--- What the exercise asks ---
Your task is to repeat the listing exactly.

--- Extracted records ---

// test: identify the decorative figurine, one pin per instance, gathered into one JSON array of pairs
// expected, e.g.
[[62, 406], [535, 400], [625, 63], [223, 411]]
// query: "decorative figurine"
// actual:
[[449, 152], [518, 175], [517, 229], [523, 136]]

--- The solution ---
// test: identify the decorative figurine, one pin per instance, gathered into one JSON array of pairs
// expected, e.g.
[[62, 406], [535, 400], [625, 63], [223, 411]]
// query: "decorative figurine"
// actual:
[[449, 152], [518, 175], [517, 229], [523, 136]]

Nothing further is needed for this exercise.